Requirements:
- A) Answer the following from the mailing-list thread on debugging binaries stored on DAX-enabled volumes:
(i) Which signal appears in userspace when gdb/lldb is run on a binary residing on a DAX-enabled virtio-fs volume?
(ii) Apart from virtio-fs, which setup is reported to show the same problem?
(iii) What does vm_normal_page() return in step 4, and for what reason?
- B) Extend the mailing-list thread on debugging binaries stored on DAX-enabled volumes, picking up right after its final line.

──────── Source ────────

[Virtio-fs] Problem using gdb/lldb on a binary residing on a DAX-enabled volume

Tue Aug 24 23:27:59 UTC 2021

Hello everyone,

On Tue, Aug 24, 2021 at 12:09:37PM -0600, Yu Zhao wrote:
> On Tue, Aug 24, 2021 at 7:22 AM Sergio Lopez <slp at redhat.com> wrote:
> >
> > On Tue, Aug 24, 2021 at 02:04:45PM +0900, Chirantan Ekbote wrote:
> > > Hi Sergio,
> > >
> > > On Mon, Aug 23, 2021 at 6:31 PM Sergio Lopez <slp at redhat.com> wrote:
> > > >
> > > > Hi,
> > > >
> > > > I've noticed that trying to use gdb/lldb on any binary residing on a
> > > > DAX-enabled virtio-fs volume leads to a SIGSEGV in userspace...
> > > >
> > > > Seems like DAX breaks something in the ptrace_access_vm path. On a
> > > > volume without DAX works fine.
> > > >
> > >
> > > We've seen this as well and unfortunately it doesn't appear to be
> > > limited to virtio-fs.  Using DAX on a ext4 formatted virtio-pmem disk
> > > image has the same problem.  We've actually disabled DAX everywhere
> > > because of this.
> > >
> > > Unfortunately most of the details are in an internal bug report but
> > > I'll try to extract the relevant bits here.  This is well outside my
> > > depth so I've CC'd some of the people who have looked at this.  The
> > > initial bug report was for virtio-pmem+ext4 so some of the details are
> > > specific to pmem but I suspect something similar is happening for
> > > virtio-fs as well.
> > >
> > > The issue is that process_vm_readv() corrupts the memory of files that
> > > are mmap()'d when DAX is enabled.
> > >
> > > 1. A filesystem is mounted with DAX enabled.  pmem_attach_disk() sets
> > > pfn_flags to PFN_DEV|PFN_MAP.  In the fuse case, this appears to
> > > happen here [1].
> > > 2. When the (strace/gdb/etc) process does its initial read of the
> > > mmap()'d region, the pfn flags for the page are inherited from the
> > > pmem structure set to PFN_DEV|PFN_MAP in step 1.  During a call to
> > > insert_pfn(), pte_mkdevmap is called to mark the pte as devmap.
> > > 3. If you follow the ftrace of the process_vm_readv(), it eventually
> > > reaches do_wp_page(). If the target process had not previously read
> > > the page in, this would not call do_wp_page() and instead just fault
> > > in the page normally through the ext4/dax logic.
> > > 4. do_wp_page() calls vm_normal_page() which returns NULL due to the
> > > remote pte being marked special and devmap (from above).  If we just
> > > ignore the devmap check and return the page that has been found and
> > > allow the normal copy to occur, then no problem occurs.  However, that
> > > can't be safely done in normal dax cases.  Due to vm_normal_page()
> > > returning NULL, wp_page_copy() is called (first call site) with a null
> > > vmf->address.  If the mmap()d file is originally from a non-dax
> > > filesystem (eg tmpfs), the second wp_page_copy() ends up being called
> > > with a valid vmf->address.
> > > 5. cow_user_page() ends up in this unexpected case since
> > > src==vmf->address is NULL, delimited with the following comment:
> > >
> > >         /*
> > >          * If the source page was a PFN mapping, we don't have
> > >          * a "struct page" for it. We do a best-effort copy by
> > >          * just copying from the original user address. If that
> > >          * fails, we just zero-fill it. Live with it.

──────── Material provided ────────

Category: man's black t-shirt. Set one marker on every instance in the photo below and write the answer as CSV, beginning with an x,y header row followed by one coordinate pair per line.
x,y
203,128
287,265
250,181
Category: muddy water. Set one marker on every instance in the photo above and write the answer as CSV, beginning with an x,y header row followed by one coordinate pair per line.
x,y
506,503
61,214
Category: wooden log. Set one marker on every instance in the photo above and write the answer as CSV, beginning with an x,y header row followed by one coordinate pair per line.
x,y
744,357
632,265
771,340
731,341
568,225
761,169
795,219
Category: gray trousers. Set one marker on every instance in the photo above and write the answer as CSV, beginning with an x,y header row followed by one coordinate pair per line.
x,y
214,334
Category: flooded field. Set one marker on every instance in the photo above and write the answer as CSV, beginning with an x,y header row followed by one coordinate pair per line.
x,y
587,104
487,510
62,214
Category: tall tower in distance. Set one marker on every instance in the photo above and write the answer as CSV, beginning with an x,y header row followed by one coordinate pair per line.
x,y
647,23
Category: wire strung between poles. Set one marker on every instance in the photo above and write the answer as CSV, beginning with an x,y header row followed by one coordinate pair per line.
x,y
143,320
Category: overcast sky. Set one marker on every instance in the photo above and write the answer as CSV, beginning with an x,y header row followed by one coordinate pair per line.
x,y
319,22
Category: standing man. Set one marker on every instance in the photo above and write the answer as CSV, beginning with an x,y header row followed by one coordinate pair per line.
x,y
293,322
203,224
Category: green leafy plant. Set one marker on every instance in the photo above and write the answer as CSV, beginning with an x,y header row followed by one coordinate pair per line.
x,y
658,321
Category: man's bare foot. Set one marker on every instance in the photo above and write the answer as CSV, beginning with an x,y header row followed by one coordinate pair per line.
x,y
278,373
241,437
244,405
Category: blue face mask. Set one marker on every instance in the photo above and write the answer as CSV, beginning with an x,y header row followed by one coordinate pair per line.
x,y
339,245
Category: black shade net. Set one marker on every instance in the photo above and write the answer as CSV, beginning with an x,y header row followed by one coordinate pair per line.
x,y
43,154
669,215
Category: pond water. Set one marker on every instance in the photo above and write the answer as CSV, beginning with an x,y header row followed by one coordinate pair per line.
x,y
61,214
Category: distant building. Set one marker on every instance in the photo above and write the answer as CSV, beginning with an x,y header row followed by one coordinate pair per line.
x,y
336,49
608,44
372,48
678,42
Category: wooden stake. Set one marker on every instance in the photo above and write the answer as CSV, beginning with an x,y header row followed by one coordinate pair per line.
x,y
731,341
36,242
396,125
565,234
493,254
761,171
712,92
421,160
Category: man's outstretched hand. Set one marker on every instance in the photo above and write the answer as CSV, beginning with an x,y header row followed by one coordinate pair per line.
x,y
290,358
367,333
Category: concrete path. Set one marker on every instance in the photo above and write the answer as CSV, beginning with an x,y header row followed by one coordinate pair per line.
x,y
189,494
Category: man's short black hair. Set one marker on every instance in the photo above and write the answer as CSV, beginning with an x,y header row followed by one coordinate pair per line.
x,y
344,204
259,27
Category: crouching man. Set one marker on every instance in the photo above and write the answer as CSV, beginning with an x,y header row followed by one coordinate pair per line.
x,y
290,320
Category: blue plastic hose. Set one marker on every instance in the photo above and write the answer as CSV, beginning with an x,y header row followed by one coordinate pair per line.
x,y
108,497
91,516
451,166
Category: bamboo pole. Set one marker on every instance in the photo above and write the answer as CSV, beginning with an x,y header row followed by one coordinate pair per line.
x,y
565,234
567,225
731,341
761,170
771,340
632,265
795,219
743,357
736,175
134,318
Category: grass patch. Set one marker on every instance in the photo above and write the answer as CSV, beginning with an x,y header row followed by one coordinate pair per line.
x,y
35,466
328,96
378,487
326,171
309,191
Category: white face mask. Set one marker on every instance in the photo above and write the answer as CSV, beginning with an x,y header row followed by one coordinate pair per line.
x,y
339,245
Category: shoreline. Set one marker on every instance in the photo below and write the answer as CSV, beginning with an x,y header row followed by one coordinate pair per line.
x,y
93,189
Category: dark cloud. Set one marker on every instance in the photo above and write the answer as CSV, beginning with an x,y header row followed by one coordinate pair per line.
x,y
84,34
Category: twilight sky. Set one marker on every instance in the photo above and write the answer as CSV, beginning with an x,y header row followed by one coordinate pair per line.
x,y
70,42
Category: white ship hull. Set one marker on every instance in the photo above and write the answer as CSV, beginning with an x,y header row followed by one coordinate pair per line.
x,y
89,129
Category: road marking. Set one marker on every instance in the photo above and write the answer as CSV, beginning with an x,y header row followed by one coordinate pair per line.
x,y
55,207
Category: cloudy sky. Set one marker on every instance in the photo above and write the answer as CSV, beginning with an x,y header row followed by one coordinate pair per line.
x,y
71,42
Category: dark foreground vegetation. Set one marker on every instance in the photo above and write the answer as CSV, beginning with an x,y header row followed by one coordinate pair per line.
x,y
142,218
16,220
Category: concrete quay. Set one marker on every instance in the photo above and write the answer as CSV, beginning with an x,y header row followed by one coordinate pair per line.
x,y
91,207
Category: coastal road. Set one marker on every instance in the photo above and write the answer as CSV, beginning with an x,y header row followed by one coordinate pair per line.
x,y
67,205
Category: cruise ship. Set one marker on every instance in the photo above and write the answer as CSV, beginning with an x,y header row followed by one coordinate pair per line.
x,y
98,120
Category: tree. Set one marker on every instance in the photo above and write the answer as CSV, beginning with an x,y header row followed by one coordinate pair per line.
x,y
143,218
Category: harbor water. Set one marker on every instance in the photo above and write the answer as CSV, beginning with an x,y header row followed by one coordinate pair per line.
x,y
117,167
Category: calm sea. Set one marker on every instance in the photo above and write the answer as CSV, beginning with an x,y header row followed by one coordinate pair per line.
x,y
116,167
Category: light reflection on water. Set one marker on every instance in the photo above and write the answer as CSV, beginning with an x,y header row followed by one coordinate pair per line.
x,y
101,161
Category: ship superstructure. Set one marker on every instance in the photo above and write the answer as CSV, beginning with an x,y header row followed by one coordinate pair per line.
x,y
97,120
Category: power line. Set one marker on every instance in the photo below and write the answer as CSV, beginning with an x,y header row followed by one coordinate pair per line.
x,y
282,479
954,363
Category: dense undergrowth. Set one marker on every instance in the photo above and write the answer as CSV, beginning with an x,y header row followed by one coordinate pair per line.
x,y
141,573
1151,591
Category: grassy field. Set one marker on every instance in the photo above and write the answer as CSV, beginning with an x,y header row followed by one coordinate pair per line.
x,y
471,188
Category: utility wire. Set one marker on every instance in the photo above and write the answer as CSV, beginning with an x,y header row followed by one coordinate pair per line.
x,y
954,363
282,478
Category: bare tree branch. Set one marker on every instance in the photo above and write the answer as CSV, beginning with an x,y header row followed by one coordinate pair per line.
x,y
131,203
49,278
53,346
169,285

────────

Answers in order:
- A)
(i) SIGSEGV.
(ii) Using DAX on an ext4-formatted virtio-pmem disk image.
(iii) It returns NULL, because the remote pte is marked special and devmap.

- B)
> > >          */
> > >
> > > The end effect of this is that there is the
> > > __copy_from_user_inatomic() call with an invalid uaddr because the
> > > uaddr is from the remote address space.   This results in another page
> > > fault because that remote address isn't valid in the process calling
> > > process_vm_readv().  It seems that there's a few issues here, a) that
> > > it's trying to read from the remote address space as if it were local,
> > > and b) that the failure here is corrupting the remote processes memory
> > > and not just returning an empty page which would be less broken.
> > >
> > > In the good case of the mmap()d file being from tmpfs,
> > > src==vmf->address is non-NULL and copy_user_highpage can properly do
> > > the copy of the page.  At that point, the caller is able to copy data
> > > from that page to its own local buffer and return data successfully,
> > > as well as avoid corrupting the remote process.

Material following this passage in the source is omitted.